# Start of Given data

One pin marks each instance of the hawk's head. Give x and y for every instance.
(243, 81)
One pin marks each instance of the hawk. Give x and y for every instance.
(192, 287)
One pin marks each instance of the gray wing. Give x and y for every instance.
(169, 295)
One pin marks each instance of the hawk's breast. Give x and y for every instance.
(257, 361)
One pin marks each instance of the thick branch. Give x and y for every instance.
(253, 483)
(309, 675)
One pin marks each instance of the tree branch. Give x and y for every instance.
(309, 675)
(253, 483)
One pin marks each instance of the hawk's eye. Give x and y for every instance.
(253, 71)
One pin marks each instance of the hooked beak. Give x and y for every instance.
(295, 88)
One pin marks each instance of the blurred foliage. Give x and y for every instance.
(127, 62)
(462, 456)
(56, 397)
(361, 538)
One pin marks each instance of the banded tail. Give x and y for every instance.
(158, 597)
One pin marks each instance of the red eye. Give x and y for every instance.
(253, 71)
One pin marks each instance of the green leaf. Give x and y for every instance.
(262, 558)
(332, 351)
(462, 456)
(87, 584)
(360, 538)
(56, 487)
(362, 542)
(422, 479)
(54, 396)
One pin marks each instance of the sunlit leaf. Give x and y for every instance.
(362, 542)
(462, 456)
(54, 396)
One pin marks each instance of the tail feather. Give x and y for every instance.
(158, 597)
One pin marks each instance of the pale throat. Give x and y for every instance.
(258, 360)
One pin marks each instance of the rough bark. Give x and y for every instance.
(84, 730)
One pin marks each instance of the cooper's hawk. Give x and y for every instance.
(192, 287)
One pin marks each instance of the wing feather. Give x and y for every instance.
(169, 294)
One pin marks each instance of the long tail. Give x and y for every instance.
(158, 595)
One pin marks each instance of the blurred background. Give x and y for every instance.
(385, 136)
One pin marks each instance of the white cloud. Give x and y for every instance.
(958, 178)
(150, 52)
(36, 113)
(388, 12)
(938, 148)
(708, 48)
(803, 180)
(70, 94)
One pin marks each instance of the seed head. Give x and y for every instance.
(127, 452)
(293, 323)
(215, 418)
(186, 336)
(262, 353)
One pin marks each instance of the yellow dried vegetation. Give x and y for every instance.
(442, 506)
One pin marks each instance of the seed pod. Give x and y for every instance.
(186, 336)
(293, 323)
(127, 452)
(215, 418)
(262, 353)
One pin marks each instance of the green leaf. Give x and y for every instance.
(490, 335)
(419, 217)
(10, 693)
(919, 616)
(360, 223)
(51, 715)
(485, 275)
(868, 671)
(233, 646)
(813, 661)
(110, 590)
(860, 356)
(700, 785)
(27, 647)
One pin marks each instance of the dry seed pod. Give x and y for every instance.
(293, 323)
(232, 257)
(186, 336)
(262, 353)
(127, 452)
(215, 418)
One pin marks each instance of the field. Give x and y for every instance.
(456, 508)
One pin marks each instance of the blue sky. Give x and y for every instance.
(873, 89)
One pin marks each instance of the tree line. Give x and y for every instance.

# End of Given data

Problem: Please give every line of the records, from the one containing "One pin marks each instance of the dry" through the end of the records, as a Markdown table with a Row column for the row number and a Line column for the line, omitting blank lines.

Response:
| Row | Line |
|---|---|
| 1 | One pin marks each instance of the dry seed pod. Give x and y for every instance. |
| 2 | (293, 323) |
| 3 | (232, 257) |
| 4 | (186, 336) |
| 5 | (262, 353) |
| 6 | (127, 452) |
| 7 | (215, 418) |
| 8 | One pin marks each instance of the field. Give x and y for every instance. |
| 9 | (456, 508) |
| 10 | One pin marks each instance of the blue sky. Give x and y for every instance. |
| 11 | (873, 89) |
| 12 | One pin marks each instance of the tree line. Give x and y for every instance. |